**Task directions:** Reproduce the forecast accuracy article below from "Is it Going" up to and including "number on that.".

**Excerpt:**
>> Begin

Is it Going to Rain Tomorrow? Forecast Accuracy in a Unified Data Science and BI Environment
What does it take to forecast the weather, and how far ahead can we trust a forecast? In this article, we use Matillion ETL, and Delta Lake on Databricks, to try to put a number on that.
The Met Office is the UK government weather department. Met Office DataPoint is their online service which provides forecast and actual weather information. Let’s take a look at a situation in which information from Met Office DataPoint is used by both a BI analyst team and a data science team.
The analyst team intends to integrate the weather forecasts with various other data sources to predict sales of ice cream. The value of the insights they obtain depends strongly on the accuracy of the weather predictions. This is where the data scientists step in. They want to check the prediction accuracy, and in particular answer two questions:
- Are the weather predictions actually better than guesswork?
- How far into the future can we rely upon the predictions?
To answer these questions, I will use Matillion ETL to load, transform and integrate the raw data into a contingency table in Delta Lake. Once that is complete I will run a chi-square test in Databricks to perform the accuracy checks.
The first step on the journey is to make the data available widely, quickly, and painlessly. As you’d expect, copying the data from place to place and making it available to Databricks is not difficult. The full Matillion Orchestration Job looks like this:
If the two Databricks objects happen to exist already, the Drop DDL removes them. Afterward, the Observation and Forecast components create unmanaged ingestion tables: one for the forecast data and one for the observations.
Unmanaged tables are a simple way to share the data among teams without having to make copies. In addition, the tables use an inferred schema. This helps protect against schema drift in case the Met Office decides to change the format.
At this point, users across the business can be empowered to start taking advantage of the data. The forecasts and observations are available as Spark SQL tables, which are easy to use as the basis for data integration.
In the next two sections I will focus on how the data science team uses those Spark SQL tables to work on the data for their specific needs. This is done in two Transformation Jobs, which are invoked at the end of the screenshot above: MetOffice Observations and MetOffice Predictions.
Making a guess from observations
What’s the weather going to be like tomorrow? Perhaps a reasonable guess is that the same time tomorrow, it will be pretty similar to how it is right now.

>> End

**Provided information:**
>> Begin

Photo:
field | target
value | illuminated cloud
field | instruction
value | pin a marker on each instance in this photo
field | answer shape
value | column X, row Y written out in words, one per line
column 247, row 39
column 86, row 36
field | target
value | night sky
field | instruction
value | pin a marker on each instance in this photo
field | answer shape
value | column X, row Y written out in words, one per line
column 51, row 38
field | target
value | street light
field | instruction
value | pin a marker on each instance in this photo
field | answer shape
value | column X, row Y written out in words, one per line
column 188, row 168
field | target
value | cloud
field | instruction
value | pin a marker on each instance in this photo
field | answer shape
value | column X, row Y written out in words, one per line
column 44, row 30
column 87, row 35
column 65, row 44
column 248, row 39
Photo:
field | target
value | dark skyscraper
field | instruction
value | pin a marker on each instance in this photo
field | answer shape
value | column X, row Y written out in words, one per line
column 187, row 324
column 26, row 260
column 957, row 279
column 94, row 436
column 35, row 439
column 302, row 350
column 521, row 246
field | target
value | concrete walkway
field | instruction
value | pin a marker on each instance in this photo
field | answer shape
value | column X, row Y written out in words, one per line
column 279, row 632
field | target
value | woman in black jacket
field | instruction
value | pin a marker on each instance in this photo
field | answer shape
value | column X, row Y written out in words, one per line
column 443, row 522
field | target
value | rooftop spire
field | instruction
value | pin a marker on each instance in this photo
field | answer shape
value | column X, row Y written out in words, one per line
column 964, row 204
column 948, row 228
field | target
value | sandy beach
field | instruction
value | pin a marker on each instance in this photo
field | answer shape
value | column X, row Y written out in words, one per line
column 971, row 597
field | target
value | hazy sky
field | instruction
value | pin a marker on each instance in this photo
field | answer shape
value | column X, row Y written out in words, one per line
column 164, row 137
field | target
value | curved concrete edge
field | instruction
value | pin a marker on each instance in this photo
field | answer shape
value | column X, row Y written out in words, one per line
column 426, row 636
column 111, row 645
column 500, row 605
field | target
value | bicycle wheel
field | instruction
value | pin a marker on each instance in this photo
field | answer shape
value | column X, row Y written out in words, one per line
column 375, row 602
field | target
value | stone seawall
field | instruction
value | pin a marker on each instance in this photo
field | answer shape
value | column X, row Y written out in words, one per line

>> End

**Reply:**
Is it Going to Rain Tomorrow? Forecast Accuracy in a Unified Data Science and BI Environment
What does it take to forecast the weather, and how far ahead can we trust a forecast? In this article, we use Matillion ETL, and Delta Lake on Databricks, to try to put a number on that.